● SELECTED EXCERPT

Nowhere in the April 9 release did the IRS say anything about not sending refunds out to taxpayers. Instead, you have to read between the lines to understand the current situation.
Paper return processing is on hold
Four paragraphs down, you’ll find the key language in the IRS release:
The IRS is not currently able to process individual paper tax returns. If you already have filed via paper but it has not yet been processed, do not file a second tax return or write to the IRS to inquire about the status of your return or your economic impact payment. Paper returns will be processed once processing centers are able to reopen.
Even here, the IRS doesn’t connect the dots and explicitly say anything about refund checks. However, once you think about it, the message is obvious: If the IRS can’t process paper tax returns, then it can’t process the refunds that those paper tax returns contain.
What you can do if you haven’t filed yet
For those taxpayers who’ve already filed paper returns and are hoping for refunds, there’s little you can do. The IRS explicitly says not to file a second return, as it could cause problems down the road once your paper return does get processed.
However, if you haven’t yet filed your tax return and you need that refund quickly, electronic filing is your only reasonable option. The IRS isn’t offering any guidance on when you can expect paper tax return processing to resume, and it’s clear that the doing so isn’t a high priority for the tax service. E-filing takes you out of that uncertain situation and should help speed up your refund.

● LISTED ENTRIES

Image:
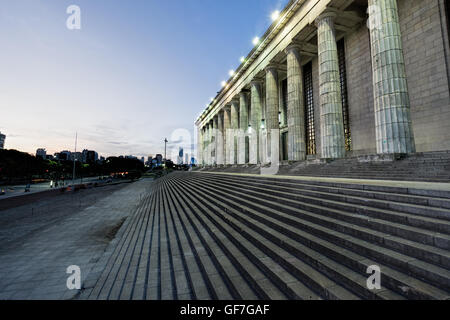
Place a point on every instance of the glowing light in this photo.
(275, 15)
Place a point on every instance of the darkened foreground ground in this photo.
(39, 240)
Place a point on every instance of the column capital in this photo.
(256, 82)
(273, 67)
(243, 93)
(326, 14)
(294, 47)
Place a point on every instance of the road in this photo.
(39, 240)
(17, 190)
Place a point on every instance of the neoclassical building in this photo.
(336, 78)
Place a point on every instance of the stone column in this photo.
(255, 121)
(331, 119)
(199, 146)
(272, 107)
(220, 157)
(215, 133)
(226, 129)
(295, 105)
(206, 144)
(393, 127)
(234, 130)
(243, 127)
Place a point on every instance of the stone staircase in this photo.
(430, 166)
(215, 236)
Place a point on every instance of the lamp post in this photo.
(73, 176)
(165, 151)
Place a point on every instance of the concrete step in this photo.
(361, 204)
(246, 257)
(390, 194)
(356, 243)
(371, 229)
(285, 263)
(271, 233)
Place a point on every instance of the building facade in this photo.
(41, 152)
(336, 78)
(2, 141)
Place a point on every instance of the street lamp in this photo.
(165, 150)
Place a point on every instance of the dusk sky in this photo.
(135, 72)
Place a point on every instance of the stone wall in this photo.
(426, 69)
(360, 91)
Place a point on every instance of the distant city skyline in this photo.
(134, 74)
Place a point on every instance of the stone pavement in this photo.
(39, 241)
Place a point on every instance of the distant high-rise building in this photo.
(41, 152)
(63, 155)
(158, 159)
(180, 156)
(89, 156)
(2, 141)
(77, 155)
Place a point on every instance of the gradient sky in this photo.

==

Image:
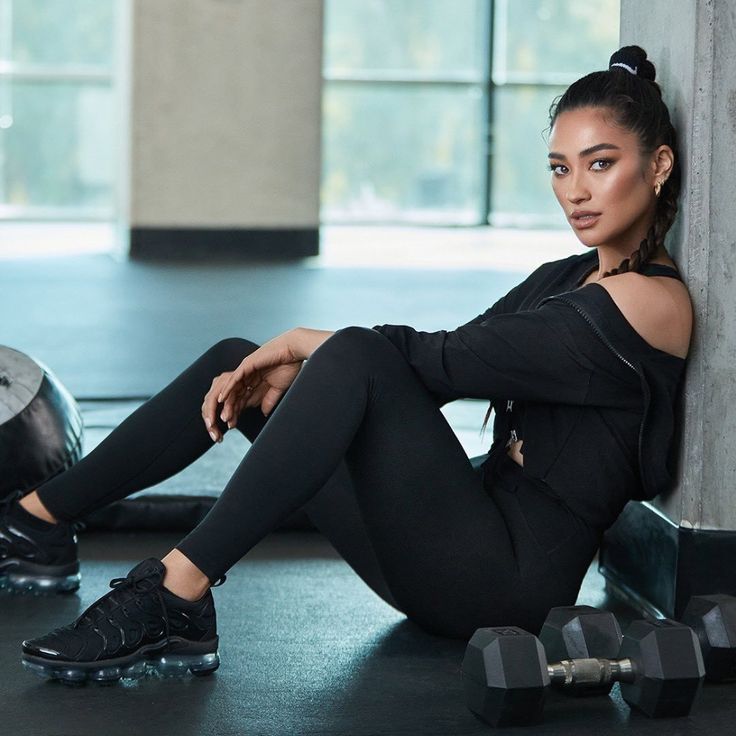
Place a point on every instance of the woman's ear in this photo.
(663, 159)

● DIRECTIVE 1
Do these statements agree with the article on IRS paper returns? Answer yes or no for each and quote the deciding words. (a) The April 9 release explicitly said the IRS would not send refunds to taxpayers. (b) The IRS tells people who already filed on paper not to file a second return. (c) The IRS has said when paper return processing will resume.
● DIRECTIVE 2
From the article on IRS paper returns, extract the passage starting with "Nowhere in the" and going on through "able to reopen.". Copy it word for word.

● WORKED SOLUTION 1
(a) No: "Nowhere in the April 9 release did the IRS say anything about not sending refunds out to taxpayers."
(b) Yes: "do not file a second tax return"
(c) No: "The IRS isn’t offering any guidance on when you can expect paper tax return processing to resume"

● WORKED SOLUTION 2
Nowhere in the April 9 release did the IRS say anything about not sending refunds out to taxpayers. Instead, you have to read between the lines to understand the current situation.
Paper return processing is on hold
Four paragraphs down, you’ll find the key language in the IRS release:
The IRS is not currently able to process individual paper tax returns. If you already have filed via paper but it has not yet been processed, do not file a second tax return or write to the IRS to inquire about the status of your return or your economic impact payment. Paper returns will be processed once processing centers are able to reopen.